◆ **Excerpted text**:
## BEGIN
On the same day, a correspondent wrote to the Times. "The untimely death of Miss Rosa Bassett is a severe loss, not only to London Education, but to teachers in all parts of the world, to whom her advice and aid were given without stint. She will be gratefully remembered by thousands of teachers to whom during the last five years she had elucidated and explained the working of the Dalton Plan, with which hundreds of English schools have since successfully experimented."

In "The Triumph of the Dalton Plan" published by C. W. Kimmins and Belle Rennie in 1932, the authors wrote: "to the labours of Miss Bassett, the Dalton Plan in England owes an incalculable debt. Her tall and commanding figure became well known on lecture platforms and her general air of balance, judgment and grave kindliness gave to all she said conviction and weight. No audience could look at or hear Miss Bassett and believe that she could possibly be the victim of an educational freak or fad. To this fundamental basis of good sense and stability, as well as to the wisdom of what she said, much of her success as a propagandist was due.

To the outside world she gave herself ungrudgingly, in the firm belief that in spreading knowledge of the value of the Dalton Plan, she was definitely aiding the progress of evolution in education. Her death in 1925 was a great loss, not only to the school which she so ably controlled, but to Dalton enthusiasts in all parts of the globe."

==Rosa Bassett's legacy==
After Rosa Bassett's career was cut short by her death, the school continued to apply many of the principles of the Plan in the years that followed. The County Secondary School, Streatham was renamed Rosa Bassett School in 1951, in honour of its first headmistress.

On the school badge, the initials R.B.S. replaced S.S.S (which were the initials of first Stockwell and then Streatham Secondary School, & which had also stood for "Steady, Straight, Sincere"). It was at Stockwell that the school motto was adopted. One of the Board of Education Inspectors, who was keenly interested in the work of the school, translated Miss Bassett's favourite words from St. Paul's letter to the Thessalonians, "Hold fast that which is good" as Honesta Obtinete.

It was always Miss Bassett's way to let the girls speak for themselves, and perhaps, the best indication of what the school meant to her pupils is given in the words of one of them. Sylvia G. Kastell (née Greenfield), who attended RBS 1916–1919, wrote: -

"When I ask myself the question, 'What did school do for me?' I find that three things stand out. First it gave me everlasting belief in the value of freedom, freedom to work alone and freedom to organise things for oneself. Secondly I learnt the importance of playing one's part in the community, to be a citizen of the world as well as a citizen of the school. I developed a firm conviction that it is those that put most into school life, who contribute most, who get most fun out of it. Most important of all, I left school with an absolute belief that I could surmount mountains, provided I really wanted to, and worked hard enough."

In the early years of the twentieth century, many people thought teaching should be reformed, and were influenced by the ideas expressed by writers like Edmond Holmes in his book, "What Is and What Might Be" (1911). Miss Bassett was one of these educational pioneers, at least fifty years in advance of her time.

It has been reported that Miss Bassett was regarded as effective in her relationships with pupils, parents, and staff. A former member of staff at Streatham later described her as a highly capable headmistress.
## END
◆ **Supplied data**:
## BEGIN
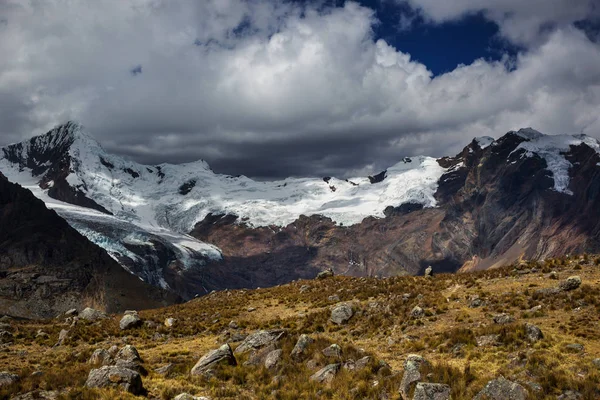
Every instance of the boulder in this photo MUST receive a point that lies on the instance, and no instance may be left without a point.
(301, 346)
(91, 314)
(258, 357)
(325, 274)
(326, 374)
(417, 312)
(503, 319)
(332, 351)
(431, 391)
(571, 283)
(100, 357)
(502, 389)
(259, 339)
(130, 320)
(116, 377)
(222, 355)
(341, 313)
(273, 359)
(62, 336)
(128, 353)
(413, 365)
(534, 333)
(165, 369)
(7, 379)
## END
◆ **Exercise task 1**:
Rewrite the Rosa Bassett passage, everything from "It has been" down to "highly capable headmistress.", putting "principal" in place of "headmistress".
◆ **Exercise task 2**:
Answer these questions from the Rosa Bassett passage:
(a) In what year was the County Secondary School, Streatham renamed Rosa Bassett School?
(b) During which years did Sylvia G. Kastell attend RBS?
(c) In what year was Edmond Holmes's book "What Is and What Might Be" published?
Rely only on the Rosa Bassett passage.

◆ **Task answer 1**:
It has been reported that Miss Bassett was regarded as effective in her relationships with pupils, parents, and staff. A former member of staff at Streatham later described her as a highly capable principal.

◆ **Task answer 2**:
(a) 1951
(b) 1916–1919
(c) 1911